• **SUPPLIED PASSAGE**:
#####
Maybe core.async is completely the wrong model altogether for concurrency based on virtual threads?

didibus · May 16, 2022, 7:57pm

Very true.

I think this will be something for JDK as a whole to figure out the best practice. Going forward, is there any reason to have any real threads?

I know currently they don’t have forced preemption (but plan to have it eventually), it only yields on IO or synchronisation. So for heavy compute you might still benefit from a separate pool. But for IO or just simple data shuffling it might be you can entirely rely on vthreads.

In the case of the async pool in core.async, it is currently used for data-shuffling and light compute inside go blocks. So would it be better to swap it for vthreads? Or would that slow things down, hard to say.

I don’t know about that. Obviously vthreads make a lot of concurency easier, even future and agents backed by vthreads can become a lot better now since you can spawn infinite of them, though you still have that compute/IO dicotomy.
#####
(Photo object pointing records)

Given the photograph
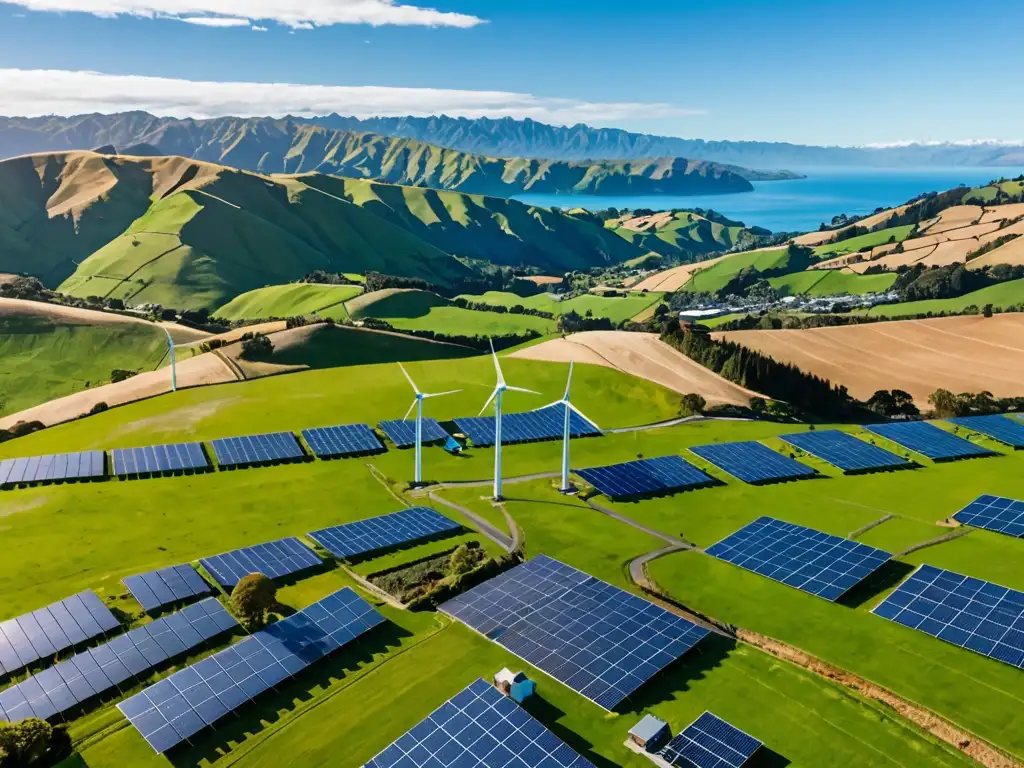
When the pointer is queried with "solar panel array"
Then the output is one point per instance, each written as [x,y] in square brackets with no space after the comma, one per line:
[346,439]
[273,559]
[845,451]
[180,706]
[928,439]
[994,513]
[545,424]
[49,631]
[597,639]
[645,476]
[93,672]
[753,462]
[479,728]
[159,588]
[159,459]
[258,449]
[85,465]
[810,560]
[710,742]
[384,531]
[975,614]
[1003,429]
[402,433]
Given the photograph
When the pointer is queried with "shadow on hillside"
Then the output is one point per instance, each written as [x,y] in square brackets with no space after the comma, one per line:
[274,706]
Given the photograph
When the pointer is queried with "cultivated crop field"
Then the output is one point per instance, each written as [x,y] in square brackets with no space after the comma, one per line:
[344,710]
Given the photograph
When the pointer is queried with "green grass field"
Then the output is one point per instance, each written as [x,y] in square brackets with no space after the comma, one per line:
[360,699]
[615,309]
[290,301]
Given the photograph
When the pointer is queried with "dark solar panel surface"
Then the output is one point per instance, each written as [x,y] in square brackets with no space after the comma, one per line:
[597,639]
[994,513]
[479,728]
[159,588]
[753,462]
[49,631]
[975,614]
[383,531]
[710,742]
[273,559]
[157,459]
[845,451]
[1003,429]
[51,468]
[928,439]
[645,476]
[346,439]
[822,564]
[402,433]
[259,449]
[180,706]
[545,424]
[96,671]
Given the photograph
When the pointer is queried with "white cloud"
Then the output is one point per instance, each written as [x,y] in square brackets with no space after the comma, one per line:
[35,92]
[289,12]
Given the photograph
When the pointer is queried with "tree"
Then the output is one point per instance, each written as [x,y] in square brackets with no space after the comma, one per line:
[692,404]
[252,598]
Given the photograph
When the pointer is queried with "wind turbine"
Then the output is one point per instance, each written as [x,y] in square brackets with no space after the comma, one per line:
[569,408]
[418,404]
[500,387]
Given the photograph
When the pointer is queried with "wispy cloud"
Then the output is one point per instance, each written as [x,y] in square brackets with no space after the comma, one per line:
[35,92]
[293,13]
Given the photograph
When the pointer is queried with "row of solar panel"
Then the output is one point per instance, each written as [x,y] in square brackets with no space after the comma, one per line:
[61,688]
[178,707]
[47,632]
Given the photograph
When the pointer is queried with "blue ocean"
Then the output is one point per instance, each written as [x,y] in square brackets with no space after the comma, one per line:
[801,205]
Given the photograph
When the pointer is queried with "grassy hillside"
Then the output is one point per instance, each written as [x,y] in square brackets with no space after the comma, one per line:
[290,301]
[832,283]
[45,357]
[422,310]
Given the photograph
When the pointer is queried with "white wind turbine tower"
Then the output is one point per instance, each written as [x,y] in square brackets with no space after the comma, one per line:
[566,435]
[500,387]
[418,404]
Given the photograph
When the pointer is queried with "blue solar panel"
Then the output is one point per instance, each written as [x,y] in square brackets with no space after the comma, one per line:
[181,457]
[597,639]
[273,559]
[346,439]
[710,742]
[975,614]
[259,449]
[807,559]
[994,513]
[86,465]
[402,433]
[159,588]
[545,424]
[180,706]
[645,476]
[49,631]
[845,451]
[96,671]
[384,531]
[999,427]
[753,462]
[928,439]
[479,728]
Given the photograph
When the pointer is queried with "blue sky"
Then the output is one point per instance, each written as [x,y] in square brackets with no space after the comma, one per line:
[802,71]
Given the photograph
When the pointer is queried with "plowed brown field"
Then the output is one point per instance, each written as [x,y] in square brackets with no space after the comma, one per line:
[964,354]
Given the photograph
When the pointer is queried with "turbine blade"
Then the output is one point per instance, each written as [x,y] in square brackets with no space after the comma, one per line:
[409,379]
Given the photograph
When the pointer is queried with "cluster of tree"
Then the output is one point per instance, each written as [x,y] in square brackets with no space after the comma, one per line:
[33,743]
[759,372]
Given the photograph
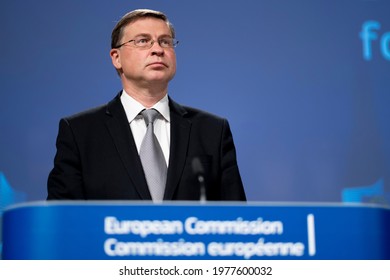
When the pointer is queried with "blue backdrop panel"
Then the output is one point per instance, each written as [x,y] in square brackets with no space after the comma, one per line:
[305,85]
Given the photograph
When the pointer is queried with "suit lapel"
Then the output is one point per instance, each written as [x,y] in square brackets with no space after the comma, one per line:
[180,135]
[120,132]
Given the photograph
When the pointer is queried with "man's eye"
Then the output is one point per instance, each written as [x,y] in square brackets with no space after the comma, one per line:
[166,42]
[142,41]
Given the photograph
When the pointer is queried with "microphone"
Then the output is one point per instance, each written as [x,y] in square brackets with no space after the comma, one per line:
[198,170]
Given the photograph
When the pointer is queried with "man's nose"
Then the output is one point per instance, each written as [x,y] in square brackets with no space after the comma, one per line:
[157,49]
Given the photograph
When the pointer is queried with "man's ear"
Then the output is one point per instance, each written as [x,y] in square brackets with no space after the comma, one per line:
[115,58]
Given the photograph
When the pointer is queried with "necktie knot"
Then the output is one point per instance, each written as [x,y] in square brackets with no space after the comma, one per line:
[149,115]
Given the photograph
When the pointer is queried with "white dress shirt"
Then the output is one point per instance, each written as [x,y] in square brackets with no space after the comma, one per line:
[162,126]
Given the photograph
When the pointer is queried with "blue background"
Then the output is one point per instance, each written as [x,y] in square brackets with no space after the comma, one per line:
[309,115]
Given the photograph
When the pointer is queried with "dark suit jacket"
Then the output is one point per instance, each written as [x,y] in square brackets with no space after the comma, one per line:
[97,157]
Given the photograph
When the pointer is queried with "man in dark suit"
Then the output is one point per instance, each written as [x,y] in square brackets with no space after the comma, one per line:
[98,150]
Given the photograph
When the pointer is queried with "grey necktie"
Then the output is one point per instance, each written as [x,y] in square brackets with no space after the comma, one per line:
[152,158]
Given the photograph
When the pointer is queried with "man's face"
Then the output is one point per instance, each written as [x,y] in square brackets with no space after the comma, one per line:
[145,66]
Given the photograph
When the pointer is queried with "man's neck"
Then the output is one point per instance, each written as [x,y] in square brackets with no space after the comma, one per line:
[146,96]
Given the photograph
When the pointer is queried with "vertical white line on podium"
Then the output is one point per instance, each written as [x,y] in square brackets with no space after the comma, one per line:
[311,235]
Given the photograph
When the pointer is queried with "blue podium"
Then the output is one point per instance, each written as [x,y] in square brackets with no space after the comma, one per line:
[242,231]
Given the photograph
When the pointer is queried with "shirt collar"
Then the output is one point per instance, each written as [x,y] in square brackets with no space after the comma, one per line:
[133,107]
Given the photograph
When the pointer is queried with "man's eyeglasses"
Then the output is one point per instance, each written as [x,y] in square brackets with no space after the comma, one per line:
[146,43]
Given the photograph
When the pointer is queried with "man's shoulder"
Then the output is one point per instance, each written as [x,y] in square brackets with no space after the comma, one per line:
[195,113]
[94,113]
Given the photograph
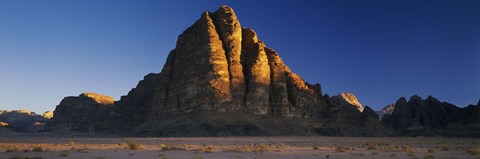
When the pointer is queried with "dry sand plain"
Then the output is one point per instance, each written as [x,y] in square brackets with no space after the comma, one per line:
[26,146]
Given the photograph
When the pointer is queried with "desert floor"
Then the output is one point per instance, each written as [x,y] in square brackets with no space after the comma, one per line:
[37,147]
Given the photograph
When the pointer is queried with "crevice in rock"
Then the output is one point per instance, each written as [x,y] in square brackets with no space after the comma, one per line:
[224,47]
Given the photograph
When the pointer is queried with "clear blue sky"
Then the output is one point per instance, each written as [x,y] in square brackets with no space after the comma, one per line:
[379,50]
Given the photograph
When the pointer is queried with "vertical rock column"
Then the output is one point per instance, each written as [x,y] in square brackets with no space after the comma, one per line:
[257,73]
[230,31]
[200,78]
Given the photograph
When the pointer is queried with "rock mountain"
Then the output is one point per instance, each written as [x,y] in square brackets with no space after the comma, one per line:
[220,80]
[424,117]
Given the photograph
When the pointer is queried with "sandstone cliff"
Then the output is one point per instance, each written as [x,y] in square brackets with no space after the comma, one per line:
[80,113]
[220,79]
[387,110]
[432,117]
[347,99]
[22,120]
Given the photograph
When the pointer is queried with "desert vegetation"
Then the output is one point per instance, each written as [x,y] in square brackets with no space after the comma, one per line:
[239,147]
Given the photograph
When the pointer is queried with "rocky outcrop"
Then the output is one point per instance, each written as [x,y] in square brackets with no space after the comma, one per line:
[387,110]
[48,114]
[347,99]
[22,120]
[432,117]
[220,79]
[80,113]
[3,124]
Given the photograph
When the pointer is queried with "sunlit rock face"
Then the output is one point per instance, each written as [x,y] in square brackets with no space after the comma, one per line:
[218,65]
[3,124]
[22,120]
[79,113]
[48,114]
[387,110]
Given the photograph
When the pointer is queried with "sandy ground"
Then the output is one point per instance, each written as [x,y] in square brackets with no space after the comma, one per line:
[26,146]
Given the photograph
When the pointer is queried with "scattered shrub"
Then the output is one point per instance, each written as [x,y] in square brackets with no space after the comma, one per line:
[430,151]
[371,146]
[70,143]
[15,149]
[197,157]
[445,147]
[63,153]
[340,148]
[134,145]
[474,151]
[428,157]
[37,148]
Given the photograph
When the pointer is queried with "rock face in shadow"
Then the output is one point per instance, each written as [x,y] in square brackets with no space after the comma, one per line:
[80,113]
[432,117]
[22,120]
[387,110]
[220,79]
[347,99]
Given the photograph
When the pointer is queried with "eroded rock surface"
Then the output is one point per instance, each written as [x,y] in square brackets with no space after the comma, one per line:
[22,120]
[80,113]
[432,117]
[223,69]
[347,99]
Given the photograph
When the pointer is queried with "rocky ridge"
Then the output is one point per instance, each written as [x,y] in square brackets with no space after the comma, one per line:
[387,110]
[80,113]
[432,117]
[221,80]
[220,69]
[22,120]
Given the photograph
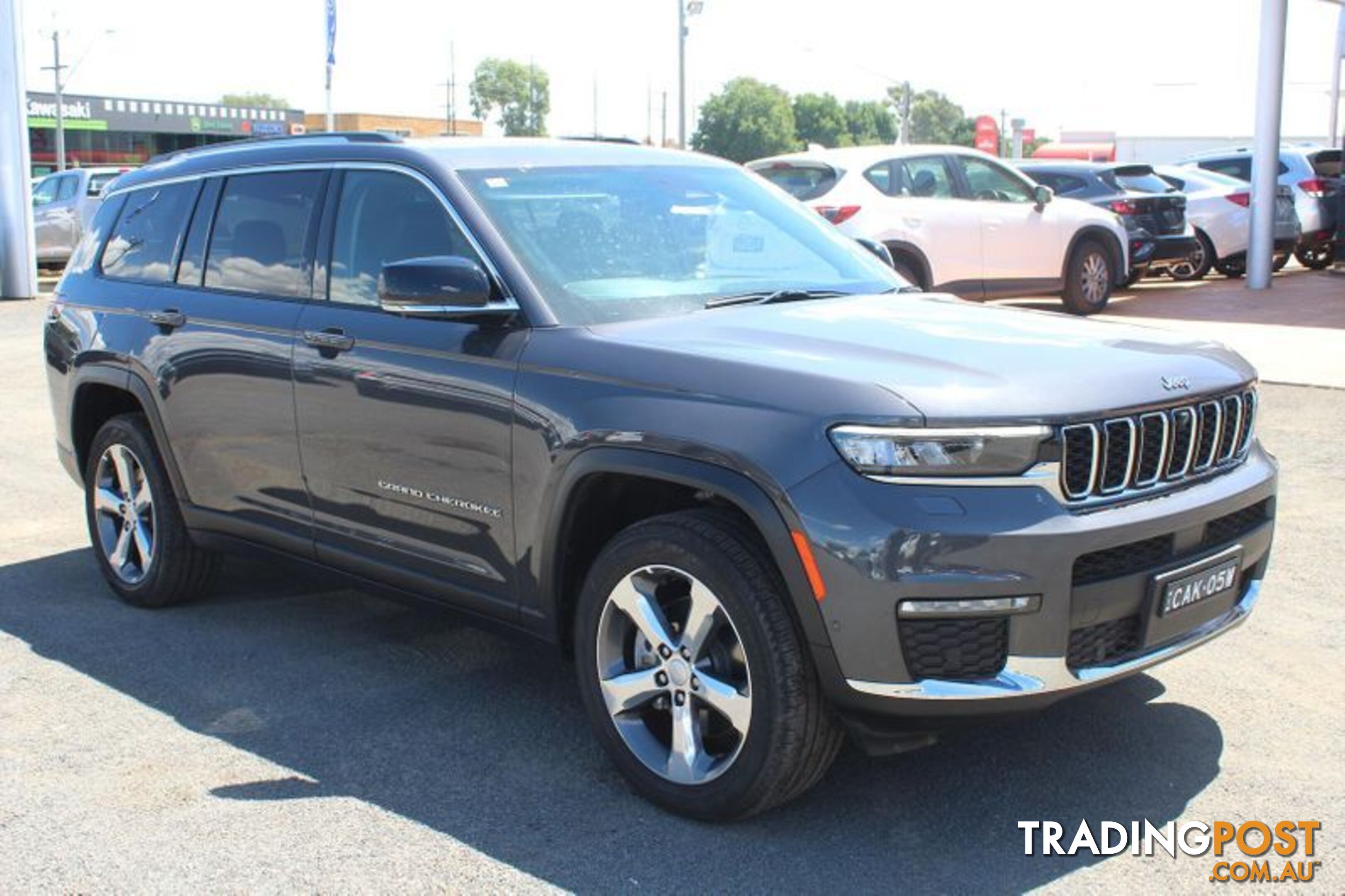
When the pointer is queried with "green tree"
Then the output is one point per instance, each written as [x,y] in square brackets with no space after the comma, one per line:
[869,122]
[747,120]
[819,117]
[935,117]
[255,100]
[521,93]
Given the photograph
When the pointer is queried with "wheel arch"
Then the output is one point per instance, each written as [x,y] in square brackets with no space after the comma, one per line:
[571,547]
[103,392]
[1109,241]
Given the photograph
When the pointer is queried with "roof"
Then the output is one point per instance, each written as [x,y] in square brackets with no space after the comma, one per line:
[436,153]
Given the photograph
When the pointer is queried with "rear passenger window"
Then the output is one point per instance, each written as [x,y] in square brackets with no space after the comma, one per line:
[146,236]
[387,217]
[259,243]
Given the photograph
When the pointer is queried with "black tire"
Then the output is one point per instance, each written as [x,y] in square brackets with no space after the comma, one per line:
[793,736]
[1200,261]
[1317,256]
[1234,267]
[1087,292]
[177,570]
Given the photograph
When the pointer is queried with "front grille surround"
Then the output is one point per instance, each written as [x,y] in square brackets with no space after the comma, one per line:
[1155,448]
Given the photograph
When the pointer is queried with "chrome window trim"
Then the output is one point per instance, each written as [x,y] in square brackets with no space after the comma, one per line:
[510,302]
[1162,447]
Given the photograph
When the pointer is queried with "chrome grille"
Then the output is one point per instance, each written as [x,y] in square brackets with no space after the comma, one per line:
[1144,451]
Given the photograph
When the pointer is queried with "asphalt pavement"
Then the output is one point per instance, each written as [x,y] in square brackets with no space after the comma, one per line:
[290,734]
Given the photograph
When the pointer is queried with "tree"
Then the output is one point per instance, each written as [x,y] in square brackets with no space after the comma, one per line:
[255,100]
[821,119]
[522,95]
[747,120]
[869,122]
[935,117]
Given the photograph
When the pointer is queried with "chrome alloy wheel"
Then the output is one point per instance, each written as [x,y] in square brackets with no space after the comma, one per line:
[1094,278]
[674,674]
[124,512]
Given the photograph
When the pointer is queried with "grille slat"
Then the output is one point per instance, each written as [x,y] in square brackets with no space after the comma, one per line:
[1121,455]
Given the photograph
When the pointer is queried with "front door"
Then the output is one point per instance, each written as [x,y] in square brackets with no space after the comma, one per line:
[405,423]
#####
• **WHAT YOU ARE ASKED TO DO**: Copy out the full forum thread on core.async and virtual threads from above, word for word.

• **TASK RESPONSE**:
Maybe core.async is completely the wrong model altogether for concurrency based on virtual threads?

didibus · May 16, 2022, 7:57pm

Very true.

I think this will be something for JDK as a whole to figure out the best practice. Going forward, is there any reason to have any real threads?

I know currently they don’t have forced preemption (but plan to have it eventually), it only yields on IO or synchronisation. So for heavy compute you might still benefit from a separate pool. But for IO or just simple data shuffling it might be you can entirely rely on vthreads.

In the case of the async pool in core.async, it is currently used for data-shuffling and light compute inside go blocks. So would it be better to swap it for vthreads? Or would that slow things down, hard to say.

I don’t know about that. Obviously vthreads make a lot of concurency easier, even future and agents backed by vthreads can become a lot better now since you can spawn infinite of them, though you still have that compute/IO dicotomy.